DESCRIPTION OF THE TASK: What must be handed in is the entire listing, exactly as written, with no pictures.
----
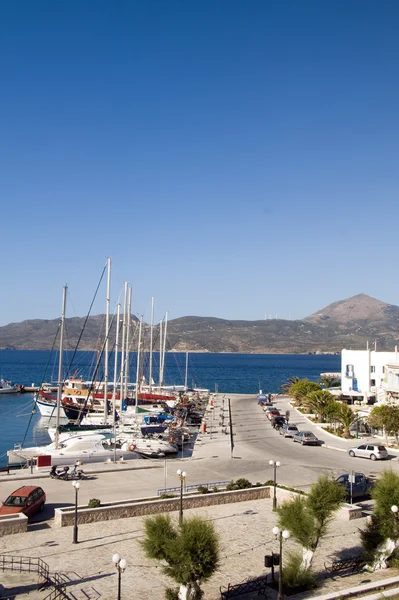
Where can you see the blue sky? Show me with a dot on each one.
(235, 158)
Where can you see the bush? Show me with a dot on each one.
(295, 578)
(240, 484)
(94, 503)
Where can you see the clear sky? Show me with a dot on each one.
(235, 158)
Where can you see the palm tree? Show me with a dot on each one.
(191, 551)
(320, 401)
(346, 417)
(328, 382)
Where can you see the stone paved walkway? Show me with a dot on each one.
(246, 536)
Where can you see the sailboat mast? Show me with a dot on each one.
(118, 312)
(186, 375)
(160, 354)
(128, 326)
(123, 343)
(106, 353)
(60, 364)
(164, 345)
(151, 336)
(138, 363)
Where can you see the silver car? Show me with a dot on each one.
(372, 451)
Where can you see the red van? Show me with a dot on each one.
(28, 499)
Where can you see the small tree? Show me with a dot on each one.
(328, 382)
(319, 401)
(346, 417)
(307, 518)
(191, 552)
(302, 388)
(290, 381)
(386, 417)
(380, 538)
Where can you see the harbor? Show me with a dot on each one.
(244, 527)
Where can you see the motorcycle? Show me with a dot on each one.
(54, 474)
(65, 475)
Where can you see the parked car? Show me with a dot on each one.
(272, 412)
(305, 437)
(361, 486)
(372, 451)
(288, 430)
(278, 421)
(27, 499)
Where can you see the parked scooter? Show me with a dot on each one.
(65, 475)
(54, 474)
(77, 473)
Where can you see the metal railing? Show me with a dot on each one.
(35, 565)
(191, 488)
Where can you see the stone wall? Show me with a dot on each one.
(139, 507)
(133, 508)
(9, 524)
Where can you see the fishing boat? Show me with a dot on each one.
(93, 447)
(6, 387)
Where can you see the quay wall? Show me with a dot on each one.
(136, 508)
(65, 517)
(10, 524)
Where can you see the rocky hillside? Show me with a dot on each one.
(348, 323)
----
OUTPUT FOR THIS TASK:
Where can you see the blue sky? Show me with a dot on each one.
(235, 158)
Where can you see the bush? Show me with a dot on each one.
(295, 578)
(240, 484)
(94, 503)
Where can you see the clear sky? Show me with a dot on each one.
(235, 158)
Where can you see the palm tree? Show me with a dot on each one.
(191, 551)
(320, 401)
(346, 417)
(328, 382)
Where can you see the stone paved walkway? Show me with a dot on each one.
(246, 536)
Where can you see the sailboat mast? Show me with a dot on each one.
(118, 312)
(186, 375)
(160, 354)
(128, 326)
(123, 343)
(106, 353)
(60, 364)
(164, 345)
(151, 336)
(138, 363)
Where can you see the silver car? Show me with a dot on each one.
(372, 451)
Where can you see the red van? Show me with a dot on each one.
(28, 499)
Where can you see the small tree? Show me with a dot on each one.
(328, 382)
(319, 401)
(346, 417)
(307, 518)
(191, 552)
(302, 388)
(290, 381)
(386, 417)
(380, 538)
Where can you see the harbor? Show me with a dot on each one.
(244, 527)
Where can you see the motorcycle? Show me with a dot on each one.
(54, 474)
(65, 475)
Where can you see the parked car? Show me with a dot on each one.
(272, 412)
(305, 437)
(361, 486)
(372, 451)
(288, 430)
(278, 421)
(27, 499)
Where can you see the parked scooter? Show me with a dot on each one.
(65, 475)
(54, 474)
(77, 473)
Where can you see the metal railing? Show me with a dot on each one.
(35, 565)
(191, 488)
Where can you see the stone wall? Show me with a dot on each one.
(139, 507)
(133, 508)
(9, 524)
Where can you see the fishing boat? Show me with a dot on each one.
(93, 447)
(6, 387)
Where can you see the quay wall? Show me with a dot on each one.
(136, 508)
(65, 517)
(10, 524)
Where can you see the rocky hillside? Show me with a dot on each one.
(348, 323)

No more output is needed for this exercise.